Please report how many lines of the following entries hold the word "siding", giving the number alone.

######

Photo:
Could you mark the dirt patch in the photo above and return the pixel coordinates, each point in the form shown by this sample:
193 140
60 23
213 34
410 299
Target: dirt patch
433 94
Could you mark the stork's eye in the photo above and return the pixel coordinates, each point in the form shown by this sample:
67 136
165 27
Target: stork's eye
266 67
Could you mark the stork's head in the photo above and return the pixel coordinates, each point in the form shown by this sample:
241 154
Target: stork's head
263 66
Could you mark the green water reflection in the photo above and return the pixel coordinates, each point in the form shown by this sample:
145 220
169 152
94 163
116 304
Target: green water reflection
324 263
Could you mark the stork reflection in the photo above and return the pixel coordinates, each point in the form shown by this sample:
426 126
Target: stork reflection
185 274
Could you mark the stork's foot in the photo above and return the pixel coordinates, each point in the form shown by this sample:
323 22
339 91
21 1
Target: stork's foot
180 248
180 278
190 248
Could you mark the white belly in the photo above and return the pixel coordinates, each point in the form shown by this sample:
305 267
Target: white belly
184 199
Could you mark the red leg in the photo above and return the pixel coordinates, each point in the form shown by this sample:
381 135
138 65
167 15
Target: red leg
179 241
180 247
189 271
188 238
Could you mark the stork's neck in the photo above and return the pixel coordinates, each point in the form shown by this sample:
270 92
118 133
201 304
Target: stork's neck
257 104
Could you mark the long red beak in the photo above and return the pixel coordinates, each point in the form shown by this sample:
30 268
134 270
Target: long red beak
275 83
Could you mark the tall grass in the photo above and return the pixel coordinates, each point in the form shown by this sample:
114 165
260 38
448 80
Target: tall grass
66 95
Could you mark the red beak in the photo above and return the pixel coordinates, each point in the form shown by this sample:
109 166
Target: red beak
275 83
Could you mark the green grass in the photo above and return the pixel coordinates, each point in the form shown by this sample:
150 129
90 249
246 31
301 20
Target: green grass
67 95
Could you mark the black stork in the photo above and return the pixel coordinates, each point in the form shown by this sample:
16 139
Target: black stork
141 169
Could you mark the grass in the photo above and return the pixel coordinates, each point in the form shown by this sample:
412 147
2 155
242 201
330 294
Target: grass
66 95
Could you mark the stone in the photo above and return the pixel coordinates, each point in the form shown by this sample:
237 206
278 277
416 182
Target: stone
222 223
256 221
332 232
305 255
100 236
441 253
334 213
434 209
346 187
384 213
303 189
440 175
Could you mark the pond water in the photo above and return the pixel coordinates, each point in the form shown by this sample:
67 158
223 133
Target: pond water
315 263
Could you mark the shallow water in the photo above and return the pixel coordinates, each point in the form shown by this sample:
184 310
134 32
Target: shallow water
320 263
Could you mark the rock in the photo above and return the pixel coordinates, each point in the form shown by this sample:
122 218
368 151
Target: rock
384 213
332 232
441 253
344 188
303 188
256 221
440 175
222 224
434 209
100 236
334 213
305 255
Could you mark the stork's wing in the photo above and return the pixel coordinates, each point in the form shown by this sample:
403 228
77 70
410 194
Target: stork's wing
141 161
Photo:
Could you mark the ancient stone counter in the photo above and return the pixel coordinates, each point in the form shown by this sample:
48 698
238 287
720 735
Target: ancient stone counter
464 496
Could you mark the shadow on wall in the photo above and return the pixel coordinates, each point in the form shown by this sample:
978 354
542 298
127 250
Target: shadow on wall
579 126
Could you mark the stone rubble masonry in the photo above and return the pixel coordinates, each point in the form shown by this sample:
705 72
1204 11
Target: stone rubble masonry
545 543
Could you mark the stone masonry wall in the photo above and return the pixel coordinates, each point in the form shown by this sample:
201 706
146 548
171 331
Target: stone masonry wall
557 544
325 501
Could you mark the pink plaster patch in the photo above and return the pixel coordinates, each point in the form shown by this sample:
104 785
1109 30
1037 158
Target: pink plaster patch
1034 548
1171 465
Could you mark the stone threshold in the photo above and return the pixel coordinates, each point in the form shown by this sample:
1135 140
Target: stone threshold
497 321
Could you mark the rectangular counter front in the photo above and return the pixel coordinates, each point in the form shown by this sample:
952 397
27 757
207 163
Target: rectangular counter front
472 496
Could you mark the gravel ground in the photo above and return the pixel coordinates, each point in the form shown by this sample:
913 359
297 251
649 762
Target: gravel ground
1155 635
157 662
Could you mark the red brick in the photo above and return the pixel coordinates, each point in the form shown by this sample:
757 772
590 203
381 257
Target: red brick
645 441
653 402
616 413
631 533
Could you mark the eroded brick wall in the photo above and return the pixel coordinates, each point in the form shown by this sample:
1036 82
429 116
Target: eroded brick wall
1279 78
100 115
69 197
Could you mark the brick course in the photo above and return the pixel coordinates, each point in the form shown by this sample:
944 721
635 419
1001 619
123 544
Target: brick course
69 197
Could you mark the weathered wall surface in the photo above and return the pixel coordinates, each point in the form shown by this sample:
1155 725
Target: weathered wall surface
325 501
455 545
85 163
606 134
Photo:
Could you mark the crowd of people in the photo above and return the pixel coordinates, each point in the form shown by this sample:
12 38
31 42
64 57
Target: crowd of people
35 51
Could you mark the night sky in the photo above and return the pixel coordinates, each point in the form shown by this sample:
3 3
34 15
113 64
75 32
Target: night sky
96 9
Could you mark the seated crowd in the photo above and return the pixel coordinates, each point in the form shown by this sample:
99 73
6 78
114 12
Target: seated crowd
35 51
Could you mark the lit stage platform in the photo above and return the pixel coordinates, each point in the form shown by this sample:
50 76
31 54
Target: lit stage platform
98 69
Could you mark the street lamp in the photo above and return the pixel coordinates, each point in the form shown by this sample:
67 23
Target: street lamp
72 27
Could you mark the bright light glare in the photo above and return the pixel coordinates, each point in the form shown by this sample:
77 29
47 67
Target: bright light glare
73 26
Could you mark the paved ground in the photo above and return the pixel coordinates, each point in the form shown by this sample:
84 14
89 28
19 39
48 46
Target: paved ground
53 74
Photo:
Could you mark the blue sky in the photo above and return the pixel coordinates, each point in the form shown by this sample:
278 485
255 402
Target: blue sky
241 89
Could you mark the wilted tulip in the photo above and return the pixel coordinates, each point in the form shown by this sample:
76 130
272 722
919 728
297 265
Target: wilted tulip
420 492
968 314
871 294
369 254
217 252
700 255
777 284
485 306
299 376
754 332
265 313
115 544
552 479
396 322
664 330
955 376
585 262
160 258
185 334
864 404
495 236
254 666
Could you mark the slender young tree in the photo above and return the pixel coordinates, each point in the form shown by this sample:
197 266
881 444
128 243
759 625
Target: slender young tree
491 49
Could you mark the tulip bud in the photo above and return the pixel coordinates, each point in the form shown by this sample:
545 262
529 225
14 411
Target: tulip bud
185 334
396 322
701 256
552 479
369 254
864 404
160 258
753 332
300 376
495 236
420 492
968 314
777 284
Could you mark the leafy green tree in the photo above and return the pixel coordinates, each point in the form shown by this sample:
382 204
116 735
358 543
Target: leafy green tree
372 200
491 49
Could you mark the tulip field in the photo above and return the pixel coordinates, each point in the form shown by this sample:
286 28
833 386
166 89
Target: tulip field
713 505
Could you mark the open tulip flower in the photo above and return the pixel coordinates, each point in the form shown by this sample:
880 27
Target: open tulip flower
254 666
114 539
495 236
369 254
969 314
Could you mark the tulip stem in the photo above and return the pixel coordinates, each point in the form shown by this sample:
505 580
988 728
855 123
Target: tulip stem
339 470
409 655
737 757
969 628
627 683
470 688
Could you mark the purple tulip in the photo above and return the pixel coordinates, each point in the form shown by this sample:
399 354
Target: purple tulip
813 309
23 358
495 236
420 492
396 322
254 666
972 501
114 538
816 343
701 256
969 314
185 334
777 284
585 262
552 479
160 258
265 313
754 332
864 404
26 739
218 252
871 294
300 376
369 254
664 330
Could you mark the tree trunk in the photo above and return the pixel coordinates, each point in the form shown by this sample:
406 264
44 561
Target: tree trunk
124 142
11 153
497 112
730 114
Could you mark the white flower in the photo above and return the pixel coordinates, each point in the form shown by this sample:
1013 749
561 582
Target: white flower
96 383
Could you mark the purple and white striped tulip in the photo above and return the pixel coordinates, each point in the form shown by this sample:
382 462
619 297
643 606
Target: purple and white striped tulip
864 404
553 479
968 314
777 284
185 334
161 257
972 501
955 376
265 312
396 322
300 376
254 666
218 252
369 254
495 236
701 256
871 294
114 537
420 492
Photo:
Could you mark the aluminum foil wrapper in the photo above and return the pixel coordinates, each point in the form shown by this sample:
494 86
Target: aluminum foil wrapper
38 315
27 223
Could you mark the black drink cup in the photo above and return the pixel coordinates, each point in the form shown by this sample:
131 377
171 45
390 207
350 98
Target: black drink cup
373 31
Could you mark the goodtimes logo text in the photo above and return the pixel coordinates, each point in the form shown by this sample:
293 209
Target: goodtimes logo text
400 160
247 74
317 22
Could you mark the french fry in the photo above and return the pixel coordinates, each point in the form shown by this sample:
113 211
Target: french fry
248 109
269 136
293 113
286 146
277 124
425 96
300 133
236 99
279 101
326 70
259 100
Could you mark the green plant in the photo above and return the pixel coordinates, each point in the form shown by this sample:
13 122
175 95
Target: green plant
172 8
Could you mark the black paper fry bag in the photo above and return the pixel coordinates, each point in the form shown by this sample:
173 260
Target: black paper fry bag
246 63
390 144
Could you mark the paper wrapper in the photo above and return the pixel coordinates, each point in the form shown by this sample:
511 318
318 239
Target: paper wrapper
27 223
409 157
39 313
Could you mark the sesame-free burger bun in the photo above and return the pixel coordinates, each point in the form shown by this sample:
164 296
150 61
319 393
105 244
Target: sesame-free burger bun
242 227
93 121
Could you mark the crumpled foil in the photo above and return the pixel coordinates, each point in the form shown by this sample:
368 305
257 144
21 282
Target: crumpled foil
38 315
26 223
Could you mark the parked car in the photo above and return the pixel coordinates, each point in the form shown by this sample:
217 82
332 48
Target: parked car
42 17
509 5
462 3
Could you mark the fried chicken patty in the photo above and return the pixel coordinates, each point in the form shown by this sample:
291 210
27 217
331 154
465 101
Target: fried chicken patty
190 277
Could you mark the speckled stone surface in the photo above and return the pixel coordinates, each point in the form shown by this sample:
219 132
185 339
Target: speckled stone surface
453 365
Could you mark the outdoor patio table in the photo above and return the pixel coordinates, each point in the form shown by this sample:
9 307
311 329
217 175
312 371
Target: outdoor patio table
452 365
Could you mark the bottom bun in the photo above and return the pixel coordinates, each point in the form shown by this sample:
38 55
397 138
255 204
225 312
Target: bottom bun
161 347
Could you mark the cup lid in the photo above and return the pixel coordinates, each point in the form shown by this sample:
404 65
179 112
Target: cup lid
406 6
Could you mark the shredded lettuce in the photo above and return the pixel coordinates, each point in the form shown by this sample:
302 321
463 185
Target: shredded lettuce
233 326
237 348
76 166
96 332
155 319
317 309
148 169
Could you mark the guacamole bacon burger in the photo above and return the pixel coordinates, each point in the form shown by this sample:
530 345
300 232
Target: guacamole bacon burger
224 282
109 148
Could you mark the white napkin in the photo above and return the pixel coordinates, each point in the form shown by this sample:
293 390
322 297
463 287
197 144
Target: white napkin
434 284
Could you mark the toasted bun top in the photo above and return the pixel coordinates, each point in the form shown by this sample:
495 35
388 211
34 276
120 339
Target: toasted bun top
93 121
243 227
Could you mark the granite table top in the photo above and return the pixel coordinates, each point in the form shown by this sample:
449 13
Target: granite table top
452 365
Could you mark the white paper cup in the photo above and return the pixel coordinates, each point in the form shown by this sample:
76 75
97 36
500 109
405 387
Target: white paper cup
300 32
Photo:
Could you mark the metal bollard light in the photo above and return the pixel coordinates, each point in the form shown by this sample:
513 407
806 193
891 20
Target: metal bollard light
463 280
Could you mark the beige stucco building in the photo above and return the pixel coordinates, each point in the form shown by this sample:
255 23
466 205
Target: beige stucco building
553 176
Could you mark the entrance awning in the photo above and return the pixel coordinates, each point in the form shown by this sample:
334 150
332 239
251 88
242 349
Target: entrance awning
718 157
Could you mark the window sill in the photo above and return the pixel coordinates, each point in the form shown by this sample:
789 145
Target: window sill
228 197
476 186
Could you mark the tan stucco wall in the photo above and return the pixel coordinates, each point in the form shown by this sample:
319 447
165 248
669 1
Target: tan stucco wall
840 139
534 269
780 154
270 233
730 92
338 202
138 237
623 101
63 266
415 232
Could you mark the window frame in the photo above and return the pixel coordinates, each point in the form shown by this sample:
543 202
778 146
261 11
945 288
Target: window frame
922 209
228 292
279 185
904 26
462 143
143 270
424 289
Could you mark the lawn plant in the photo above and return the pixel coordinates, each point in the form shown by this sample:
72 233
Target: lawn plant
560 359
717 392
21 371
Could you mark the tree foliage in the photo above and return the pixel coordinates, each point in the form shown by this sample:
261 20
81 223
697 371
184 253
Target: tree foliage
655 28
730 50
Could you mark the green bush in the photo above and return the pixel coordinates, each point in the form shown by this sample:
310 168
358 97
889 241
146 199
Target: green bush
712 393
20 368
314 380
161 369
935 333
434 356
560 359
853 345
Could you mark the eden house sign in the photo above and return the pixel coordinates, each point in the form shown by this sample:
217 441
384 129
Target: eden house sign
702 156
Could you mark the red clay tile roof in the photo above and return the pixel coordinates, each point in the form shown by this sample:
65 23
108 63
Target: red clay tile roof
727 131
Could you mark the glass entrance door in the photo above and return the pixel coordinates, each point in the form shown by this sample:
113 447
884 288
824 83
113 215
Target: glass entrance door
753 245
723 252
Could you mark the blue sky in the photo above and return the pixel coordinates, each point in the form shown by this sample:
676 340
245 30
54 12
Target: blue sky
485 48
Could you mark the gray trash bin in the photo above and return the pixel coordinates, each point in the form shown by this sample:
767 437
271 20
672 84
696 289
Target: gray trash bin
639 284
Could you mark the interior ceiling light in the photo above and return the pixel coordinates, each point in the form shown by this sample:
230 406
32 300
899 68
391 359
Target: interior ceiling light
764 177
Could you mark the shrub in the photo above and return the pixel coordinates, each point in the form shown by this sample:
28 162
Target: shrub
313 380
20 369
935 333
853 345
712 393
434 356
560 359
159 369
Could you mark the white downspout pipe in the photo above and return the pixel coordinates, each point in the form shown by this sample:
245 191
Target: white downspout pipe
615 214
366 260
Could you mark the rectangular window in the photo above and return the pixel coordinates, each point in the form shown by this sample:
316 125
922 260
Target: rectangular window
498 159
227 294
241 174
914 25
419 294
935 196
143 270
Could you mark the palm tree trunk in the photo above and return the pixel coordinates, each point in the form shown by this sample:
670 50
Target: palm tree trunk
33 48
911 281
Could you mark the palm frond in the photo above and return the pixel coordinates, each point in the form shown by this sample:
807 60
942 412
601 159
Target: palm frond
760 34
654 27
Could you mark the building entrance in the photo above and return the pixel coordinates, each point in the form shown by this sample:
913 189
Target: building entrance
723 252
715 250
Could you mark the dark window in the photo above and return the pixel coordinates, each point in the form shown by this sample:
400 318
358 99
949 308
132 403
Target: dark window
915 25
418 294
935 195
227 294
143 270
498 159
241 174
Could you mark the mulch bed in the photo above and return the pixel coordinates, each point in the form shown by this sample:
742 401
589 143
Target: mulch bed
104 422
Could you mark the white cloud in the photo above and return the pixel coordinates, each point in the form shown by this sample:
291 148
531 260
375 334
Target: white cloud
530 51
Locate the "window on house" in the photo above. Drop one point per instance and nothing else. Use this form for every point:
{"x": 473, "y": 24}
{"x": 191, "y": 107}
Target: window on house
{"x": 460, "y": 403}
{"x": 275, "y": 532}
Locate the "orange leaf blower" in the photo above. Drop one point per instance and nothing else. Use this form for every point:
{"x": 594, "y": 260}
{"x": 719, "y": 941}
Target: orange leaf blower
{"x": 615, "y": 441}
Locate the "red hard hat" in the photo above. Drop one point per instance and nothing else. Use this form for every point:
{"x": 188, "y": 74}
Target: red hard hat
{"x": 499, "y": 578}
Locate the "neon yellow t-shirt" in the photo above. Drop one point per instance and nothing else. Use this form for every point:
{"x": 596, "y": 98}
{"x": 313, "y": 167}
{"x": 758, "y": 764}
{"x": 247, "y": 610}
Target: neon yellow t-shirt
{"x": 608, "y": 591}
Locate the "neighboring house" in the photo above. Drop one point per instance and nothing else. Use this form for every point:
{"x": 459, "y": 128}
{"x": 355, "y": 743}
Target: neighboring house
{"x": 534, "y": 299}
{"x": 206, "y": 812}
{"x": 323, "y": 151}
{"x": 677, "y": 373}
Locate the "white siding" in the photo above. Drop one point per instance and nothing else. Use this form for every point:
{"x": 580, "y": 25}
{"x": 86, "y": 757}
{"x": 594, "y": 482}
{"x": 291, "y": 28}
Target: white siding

######

### Written answer
2